-- start Page text --

The world's fastest unified matrix multiplication

April 20, 2023

Abdul Dakkak

AI Compiler Engineer

Chad Jarvis

AI Performance Engineer

Eric Johnson

Product Lead

Hengjie Wang

AI Performance Engineer

Ian Tramble

AI Performance Engineer

"Matmul", a microcosm of AI performance

In our previous blog post, we described why AI needs to solve its compute fragmentation problem to reach its full potential and how matrix multiplication ("matmul") exemplifies why this remains an unsolved problem. In this post, we describe Modular’s approach to solving this problem and its game-changing benefits, including a new standard in state-of-the-art (SOTA) performance on CPU as compared to existing solutions.

Before we get there, however, let’s recap where existing implementations fall short and why building a generalizable solution is so difficult. Remember, the AI industry today is bound by hardware performance and memory capacity. The result has been the development of a plethora of diverse, parallel hardware architectures and supporting highly-optimized kernel libraries by hardware vendors.

The problem for AI developers is that these kernel libraries are monolithic “point solutions” that each support only a small subset of the industry's hardware and use cases. They are often written in assembly to maximize performance, but as a result, they sacrifice composability, hackability, and portability to multiple hardware architectures. And they are large in code size due to their need to specialize on specific shapes and data types.

A novel approach

Capitalizing on years of experience building AI infrastructure that has scaled to billions of users, Modular has invented a new & novel approach to solve this industry-wide problem. To do so, we took a complete first-principles rethink of the entire stack, and built something that is truly differentiated and unique in the industry today.

Instead of following a traditional approach of writing hard-coded kernels or a matmul compiler, we built a much more general and extensible technology that combines the best features of both approaches. This technology enables kernel authors to quickly develop high-performance kernels that span shapes, layouts, data types, and hardware architectures. Our event on May 2 (you should tune in!) and a future blog post will talk more about how our technology works, while this post focuses on the benefits and contributions of our approach.

-- end Page text --
-- start Material shown --

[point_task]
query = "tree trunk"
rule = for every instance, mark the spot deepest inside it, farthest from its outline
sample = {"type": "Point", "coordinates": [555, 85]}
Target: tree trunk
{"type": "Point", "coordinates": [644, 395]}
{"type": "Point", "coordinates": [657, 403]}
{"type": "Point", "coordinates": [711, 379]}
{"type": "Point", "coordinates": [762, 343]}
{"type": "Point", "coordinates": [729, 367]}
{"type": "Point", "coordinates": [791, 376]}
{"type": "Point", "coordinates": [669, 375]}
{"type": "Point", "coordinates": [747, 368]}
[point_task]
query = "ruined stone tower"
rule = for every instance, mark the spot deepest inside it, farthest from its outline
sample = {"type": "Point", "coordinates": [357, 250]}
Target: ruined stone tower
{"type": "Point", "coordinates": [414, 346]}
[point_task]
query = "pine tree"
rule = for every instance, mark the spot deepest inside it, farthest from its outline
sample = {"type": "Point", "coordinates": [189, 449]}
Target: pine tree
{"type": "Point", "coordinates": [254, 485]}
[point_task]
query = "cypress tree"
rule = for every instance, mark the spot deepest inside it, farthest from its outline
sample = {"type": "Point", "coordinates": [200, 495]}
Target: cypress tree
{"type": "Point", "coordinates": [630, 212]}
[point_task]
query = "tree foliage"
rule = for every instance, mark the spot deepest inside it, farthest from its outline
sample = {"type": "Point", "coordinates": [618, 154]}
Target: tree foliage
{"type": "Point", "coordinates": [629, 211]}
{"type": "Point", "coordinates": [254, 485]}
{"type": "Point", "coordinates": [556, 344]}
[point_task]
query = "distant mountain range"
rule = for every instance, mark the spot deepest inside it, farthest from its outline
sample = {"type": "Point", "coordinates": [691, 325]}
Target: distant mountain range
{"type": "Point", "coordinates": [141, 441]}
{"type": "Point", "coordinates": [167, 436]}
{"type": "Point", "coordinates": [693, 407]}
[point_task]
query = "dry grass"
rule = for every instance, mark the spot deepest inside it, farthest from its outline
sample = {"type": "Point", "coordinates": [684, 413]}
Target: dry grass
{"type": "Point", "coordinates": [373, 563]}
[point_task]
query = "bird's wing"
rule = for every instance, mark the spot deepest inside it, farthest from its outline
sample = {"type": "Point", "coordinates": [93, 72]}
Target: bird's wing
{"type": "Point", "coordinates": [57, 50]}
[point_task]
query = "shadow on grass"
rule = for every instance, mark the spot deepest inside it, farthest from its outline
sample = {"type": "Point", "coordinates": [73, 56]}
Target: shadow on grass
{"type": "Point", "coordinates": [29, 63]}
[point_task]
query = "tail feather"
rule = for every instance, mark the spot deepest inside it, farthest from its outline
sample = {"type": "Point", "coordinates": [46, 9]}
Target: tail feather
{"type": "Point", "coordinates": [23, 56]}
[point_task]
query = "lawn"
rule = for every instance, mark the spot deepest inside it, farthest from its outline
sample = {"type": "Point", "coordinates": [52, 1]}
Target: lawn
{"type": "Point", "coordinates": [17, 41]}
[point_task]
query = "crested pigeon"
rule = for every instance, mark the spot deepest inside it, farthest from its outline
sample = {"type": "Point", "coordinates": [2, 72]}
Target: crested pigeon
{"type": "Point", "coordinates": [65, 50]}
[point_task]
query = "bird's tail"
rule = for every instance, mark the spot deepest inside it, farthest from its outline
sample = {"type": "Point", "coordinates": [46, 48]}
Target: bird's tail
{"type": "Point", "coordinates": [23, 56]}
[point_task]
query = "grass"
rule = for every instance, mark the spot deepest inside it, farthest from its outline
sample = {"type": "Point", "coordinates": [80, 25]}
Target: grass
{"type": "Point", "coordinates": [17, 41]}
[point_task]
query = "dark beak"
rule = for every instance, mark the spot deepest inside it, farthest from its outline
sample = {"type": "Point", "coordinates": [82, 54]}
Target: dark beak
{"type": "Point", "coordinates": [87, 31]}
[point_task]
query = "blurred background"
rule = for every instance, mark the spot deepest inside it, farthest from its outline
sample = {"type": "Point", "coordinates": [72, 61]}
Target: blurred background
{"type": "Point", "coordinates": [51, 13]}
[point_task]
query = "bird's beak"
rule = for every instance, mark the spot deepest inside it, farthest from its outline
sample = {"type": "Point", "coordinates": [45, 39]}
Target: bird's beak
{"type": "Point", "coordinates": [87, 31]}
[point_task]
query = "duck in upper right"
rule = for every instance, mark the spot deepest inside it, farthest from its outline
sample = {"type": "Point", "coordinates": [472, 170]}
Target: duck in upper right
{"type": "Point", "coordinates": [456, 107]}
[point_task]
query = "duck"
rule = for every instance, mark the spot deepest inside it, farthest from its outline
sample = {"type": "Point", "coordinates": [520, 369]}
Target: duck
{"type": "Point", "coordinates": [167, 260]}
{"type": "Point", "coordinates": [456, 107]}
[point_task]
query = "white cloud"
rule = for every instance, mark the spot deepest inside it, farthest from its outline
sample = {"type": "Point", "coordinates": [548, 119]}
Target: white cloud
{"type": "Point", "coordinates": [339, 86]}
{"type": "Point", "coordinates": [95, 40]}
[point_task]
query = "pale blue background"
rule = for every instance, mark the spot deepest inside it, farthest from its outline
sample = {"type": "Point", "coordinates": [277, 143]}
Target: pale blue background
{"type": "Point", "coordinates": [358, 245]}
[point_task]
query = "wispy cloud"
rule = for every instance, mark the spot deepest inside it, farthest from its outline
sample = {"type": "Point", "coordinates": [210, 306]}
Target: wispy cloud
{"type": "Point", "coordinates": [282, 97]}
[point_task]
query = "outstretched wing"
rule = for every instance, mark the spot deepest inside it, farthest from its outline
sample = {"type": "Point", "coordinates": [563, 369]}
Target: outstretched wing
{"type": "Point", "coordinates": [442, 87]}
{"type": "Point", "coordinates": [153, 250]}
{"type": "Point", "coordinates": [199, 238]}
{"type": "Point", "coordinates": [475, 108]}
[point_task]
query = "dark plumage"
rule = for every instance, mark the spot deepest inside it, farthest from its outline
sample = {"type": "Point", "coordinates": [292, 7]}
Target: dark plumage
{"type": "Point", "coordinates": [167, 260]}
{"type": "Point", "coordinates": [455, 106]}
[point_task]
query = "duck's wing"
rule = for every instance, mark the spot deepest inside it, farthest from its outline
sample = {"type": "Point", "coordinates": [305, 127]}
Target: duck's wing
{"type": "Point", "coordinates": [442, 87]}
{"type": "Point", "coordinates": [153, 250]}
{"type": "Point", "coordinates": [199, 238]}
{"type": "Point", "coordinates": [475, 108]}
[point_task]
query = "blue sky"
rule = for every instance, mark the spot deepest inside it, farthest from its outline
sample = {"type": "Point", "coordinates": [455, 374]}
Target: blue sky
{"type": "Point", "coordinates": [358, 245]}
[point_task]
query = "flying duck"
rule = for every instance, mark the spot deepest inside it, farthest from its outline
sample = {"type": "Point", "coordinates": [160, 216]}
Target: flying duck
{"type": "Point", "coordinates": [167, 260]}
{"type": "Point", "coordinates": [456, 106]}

-- end Material shown --

Complete the following:
[1] In the matrix multiplication post, what makes the vendors' kernel libraries large in code size?
[2] Extend the post on unified matrix multiplication, picking up after its final sentence.
The lines are unrelated to what you are asked to do here.

Answers for the tasks:
[1] Their need to specialize on specific shapes and data types.

[2]
Unification starts with a single source of truth

If you dig into the source code for libraries such as OneDNN, you find many implementations of matmul – each hard-coded and specialized for different use cases. You’ll find one for each data type (FP16, F32, F64, Int8), various memory layouts (transposed or non-transposed), special aspect ratios (square or tall-and-skinny), various instruction set features, and more.

These fragmented point solutions make it difficult for engineers to improve the library for all possible use cases because there is too much code. This also leads to problems for users because these libraries take up a lot of disk space, swelling containers and distributions. For example, OneDNN is 51MB, MKL is 14MB, and cuBLAS is 150MB.

Modular combines what would typically be many bespoke hardware-specific implementations into a “Single Source of Truth.” As a result, expert kernel authors can build a single composable, extensible, and portable code base across architectures and use cases. And this approach enables rapid reuse of patterns and code, applicability to optimized sub-variants of problems, and easy adoption of exotic hardware features in special cases. The Modular implementation of matrix multiplication is typically less than 100kb of machine code, which makes it practical to use in many different use cases, including mobile, web, and IoT.

Performance portability

Implementing a performant matmul for any individual chip is challenging, as we discussed in the previous post. The challenge is compounded, however, by the adoption of heterogeneous hardware in the AI industry, including various flavors of CPUs, GPUs, TPUs, and so much more. Yet, today’s kernel libraries only natively support a very limited number of target architectures.

For example, while OneDNN supports ARM cores, it is implemented as a wrapper around ARM’s own hardware-specific software library, ARM Compute Library (ACL). Meanwhile, OneDNN is not optimized for AMD, which has its own fork of OneDNN called ZenDNN, which leverages AMD’s Advanced Compute Library (AOCL). Mobile is another can of worms, where libraries such as Google’s Ruy are often used. 

All these bespoke libraries pose a significant problem for AI frameworks and, ultimately, for the users of those frameworks. Frameworks get fragmented with different variants and forks, and users must mix and match different versions with different bugs and tradeoffs. This can introduce a big gap between theoretical performance and achieved performance because users often don’t know (or don’t want to know!) about this level of software.

At Modular, we love all the world’s hardware, and the generality of our approach extends well to many kinds of architectures. This allows us to provide a unified solution that defragments the framework software above the kernels. This also makes it much faster to implement high-performance support for new hardware types, with a comparably tiny engineering team and significantly less cost.

Dynamism

Some systems use kernels that are compiled “just in time” (JIT) or “ahead of time” (AOT) by advanced AI compilers, including Google’s XLA, Apache TVM, and OneDNN Graph. These generate kernels specialized for specific matrix sizes. This reduces the code size of the distribution but still requires many kernels to exist at execution time. Other libraries, such as MKL, special case individual matrix sizes in their kernel library that popular models use.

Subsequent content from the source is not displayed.